Location identification entries —
-------
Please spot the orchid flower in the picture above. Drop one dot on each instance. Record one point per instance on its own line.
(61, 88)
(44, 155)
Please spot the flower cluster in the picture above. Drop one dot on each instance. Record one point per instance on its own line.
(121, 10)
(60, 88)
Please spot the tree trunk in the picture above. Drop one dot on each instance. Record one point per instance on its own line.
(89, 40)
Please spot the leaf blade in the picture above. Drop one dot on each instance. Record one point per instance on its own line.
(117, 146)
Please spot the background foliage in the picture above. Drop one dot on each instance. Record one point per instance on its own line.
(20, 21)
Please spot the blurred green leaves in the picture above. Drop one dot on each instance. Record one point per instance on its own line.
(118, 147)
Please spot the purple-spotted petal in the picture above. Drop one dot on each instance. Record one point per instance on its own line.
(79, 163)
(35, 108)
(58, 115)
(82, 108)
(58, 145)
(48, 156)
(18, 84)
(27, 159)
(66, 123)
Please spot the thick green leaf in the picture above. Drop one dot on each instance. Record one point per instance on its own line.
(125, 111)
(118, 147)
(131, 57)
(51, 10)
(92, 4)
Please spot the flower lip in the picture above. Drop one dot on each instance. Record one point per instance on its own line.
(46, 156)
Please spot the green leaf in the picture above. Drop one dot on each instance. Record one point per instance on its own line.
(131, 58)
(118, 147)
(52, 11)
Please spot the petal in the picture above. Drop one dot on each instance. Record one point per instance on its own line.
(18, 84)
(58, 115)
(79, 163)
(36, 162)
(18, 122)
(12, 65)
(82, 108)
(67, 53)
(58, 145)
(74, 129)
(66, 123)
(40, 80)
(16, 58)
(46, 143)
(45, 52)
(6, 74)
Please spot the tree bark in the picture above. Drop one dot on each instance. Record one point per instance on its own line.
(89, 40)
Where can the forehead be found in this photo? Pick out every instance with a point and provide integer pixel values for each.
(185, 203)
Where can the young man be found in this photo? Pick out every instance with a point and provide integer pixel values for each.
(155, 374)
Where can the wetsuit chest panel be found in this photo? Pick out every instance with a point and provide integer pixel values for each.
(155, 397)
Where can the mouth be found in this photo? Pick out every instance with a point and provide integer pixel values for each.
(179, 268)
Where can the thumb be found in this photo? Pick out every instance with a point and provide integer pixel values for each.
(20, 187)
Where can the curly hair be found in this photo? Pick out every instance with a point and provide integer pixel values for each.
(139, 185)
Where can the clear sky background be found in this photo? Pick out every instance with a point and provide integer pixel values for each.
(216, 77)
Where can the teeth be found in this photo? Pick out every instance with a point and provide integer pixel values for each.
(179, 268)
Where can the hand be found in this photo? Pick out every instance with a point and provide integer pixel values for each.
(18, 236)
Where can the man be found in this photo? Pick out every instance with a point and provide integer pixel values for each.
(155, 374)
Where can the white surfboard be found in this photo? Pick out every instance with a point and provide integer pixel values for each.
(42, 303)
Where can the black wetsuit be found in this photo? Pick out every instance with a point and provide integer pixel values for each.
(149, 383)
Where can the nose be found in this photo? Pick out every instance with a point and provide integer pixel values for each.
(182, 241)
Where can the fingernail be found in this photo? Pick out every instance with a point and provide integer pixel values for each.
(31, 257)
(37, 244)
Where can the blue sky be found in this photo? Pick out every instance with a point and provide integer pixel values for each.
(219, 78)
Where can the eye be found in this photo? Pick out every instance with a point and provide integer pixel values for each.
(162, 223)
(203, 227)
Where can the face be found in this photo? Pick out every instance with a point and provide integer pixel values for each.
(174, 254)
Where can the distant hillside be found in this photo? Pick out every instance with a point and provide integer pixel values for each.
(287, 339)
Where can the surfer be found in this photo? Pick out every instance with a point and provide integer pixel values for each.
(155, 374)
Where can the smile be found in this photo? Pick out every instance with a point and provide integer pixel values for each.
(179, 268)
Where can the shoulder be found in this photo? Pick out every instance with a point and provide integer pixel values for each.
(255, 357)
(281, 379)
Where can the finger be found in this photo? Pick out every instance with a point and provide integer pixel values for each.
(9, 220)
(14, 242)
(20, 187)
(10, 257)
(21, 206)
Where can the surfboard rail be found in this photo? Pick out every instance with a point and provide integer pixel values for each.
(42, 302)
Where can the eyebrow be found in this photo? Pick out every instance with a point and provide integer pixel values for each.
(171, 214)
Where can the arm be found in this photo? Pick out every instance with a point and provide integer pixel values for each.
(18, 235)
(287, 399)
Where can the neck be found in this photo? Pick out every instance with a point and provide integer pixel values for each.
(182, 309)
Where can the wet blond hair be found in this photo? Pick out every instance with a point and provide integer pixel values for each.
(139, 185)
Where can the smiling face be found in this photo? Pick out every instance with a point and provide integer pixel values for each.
-------
Given task —
Exact output of every entry is required.

Expected answer —
Please spot the orchid flower in the picture above. Drop one dot on each instance. Record one point per instance on its own line.
(61, 88)
(44, 155)
Please spot the flower cluster in the picture above. Drop one dot on each instance. Record one point per instance on its own line.
(121, 10)
(60, 88)
Please spot the tree trunk in the picture above. Drop one dot on each instance. Record one point per instance on its own line.
(89, 40)
Please spot the leaf blade in the picture above. Drop one dot on each instance. Record one point per instance on its own line.
(117, 146)
Please spot the background foliage in the picture above. Drop one dot on each instance. Record one point per instance on its own line.
(20, 21)
Please spot the blurred green leaves in the picture above. Drop one dot on each instance. Record one point per instance on its own line.
(118, 147)
Please spot the purple-spotted petal in the picture above. Drop one dot on each instance. Record one point per instance on its own line.
(79, 163)
(35, 108)
(58, 115)
(82, 108)
(58, 145)
(48, 156)
(18, 84)
(27, 159)
(66, 123)
Please spot the thick green leaf in the picture above. Drop one dot on each instance. Record one point per instance on its own line.
(125, 111)
(118, 147)
(131, 57)
(51, 10)
(92, 4)
Please spot the flower lip in the picture above. Drop one dot on each instance. Record one point per instance on its own line.
(46, 156)
Please spot the green leaf in the picture above. Drop one dot on each instance. Record one point per instance on its own line.
(131, 58)
(118, 147)
(52, 11)
Please spot the petal in the picture above. Drop one dot on each instance. Record one point per instance on its own line.
(18, 84)
(58, 115)
(79, 163)
(36, 162)
(18, 122)
(12, 65)
(82, 108)
(67, 53)
(58, 145)
(74, 129)
(66, 123)
(40, 80)
(16, 58)
(46, 143)
(45, 52)
(6, 74)
Please spot the tree bark in the picture above. Drop one dot on each instance. Record one point per instance on its own line.
(89, 40)
Where can the forehead be found in this photo? Pick out every instance with a point and provide integer pixel values for each.
(185, 203)
Where can the young man be found in this photo? Pick out every instance with a point and provide integer pixel values for each.
(155, 374)
Where can the wetsuit chest panel be found in this photo? Pick out every instance with a point and provide integer pixel values for each.
(155, 397)
Where can the mouth be found in this photo? Pick out every instance with a point and provide integer pixel values for each.
(179, 268)
Where can the thumb be found in this photo? Pick out every instance with a point and provide integer pixel values for each.
(20, 187)
Where can the curly hair be found in this photo? Pick out every instance with a point and provide integer pixel values for each.
(139, 185)
Where can the clear sky background be found in this photo? Pick out every instance with a point and provide integer pixel values for each.
(216, 77)
Where can the teeth be found in this photo? Pick out every instance with a point and provide integer pixel values for each.
(179, 268)
Where can the hand be found in this photo? Pick out every instance with a point and provide integer pixel values for each.
(18, 236)
Where can the man be found in this photo? Pick out every instance with a point and provide integer pixel values for each.
(155, 374)
Where can the white surfboard be found in this photo? Pick out every instance with a point and provide integer pixel values for each.
(42, 303)
Where can the black wetsuit be found in this photo? Pick out every instance with a point and provide integer pixel values for each.
(149, 383)
Where can the nose be found in this photo? Pick out every instance with a point and provide integer pixel values for each.
(182, 241)
Where can the fingernail be found in this photo? Pick out every instance with a point and provide integer pixel values for each.
(31, 257)
(37, 244)
Where can the blue sky be found in this photo? Pick out every instance with a point and provide integer pixel values for each.
(219, 78)
Where can the eye be found in this photo? Pick out every instance with a point and provide integer pixel values for each.
(162, 223)
(203, 227)
Where can the face be found in this photo? Pick out every instance with a point and provide integer pixel values for each.
(174, 254)
Where can the distant hillside be found in this photo? Pick out every instance with a point and provide integer pixel values for each.
(287, 339)
Where can the surfer be found in this photo? Pick out every instance with a point and provide integer pixel values for each.
(155, 374)
Where can the smile be found in this photo? Pick out every instance with a point and provide integer pixel values for each.
(179, 268)
Where can the shoulder be found in this photo? Pick out every instance with a point and provide integer pixel values for each.
(255, 357)
(281, 379)
Where can the finger be found in this photo? Pick out every instance with a point and provide integer pixel values for each.
(9, 220)
(14, 242)
(20, 187)
(10, 257)
(21, 206)
Where can the surfboard rail be found in this photo? Pick out every instance with a point and provide integer pixel values for each.
(42, 302)
Where can the eyebrow be found in this photo? Pick out every instance with a point and provide integer pixel values for each.
(171, 214)
Where can the arm be found in this photo? Pick out every instance with a point and provide integer pixel values for each.
(18, 235)
(287, 399)
Where can the neck be found in this photo? Pick out every instance with a point and provide integer pixel values for each.
(182, 309)
Where can the wet blond hair be found in this photo? Pick out every instance with a point and provide integer pixel values for each.
(139, 185)
Where can the smiling face be found in this photo? Pick out every instance with a point and provide integer pixel values for each.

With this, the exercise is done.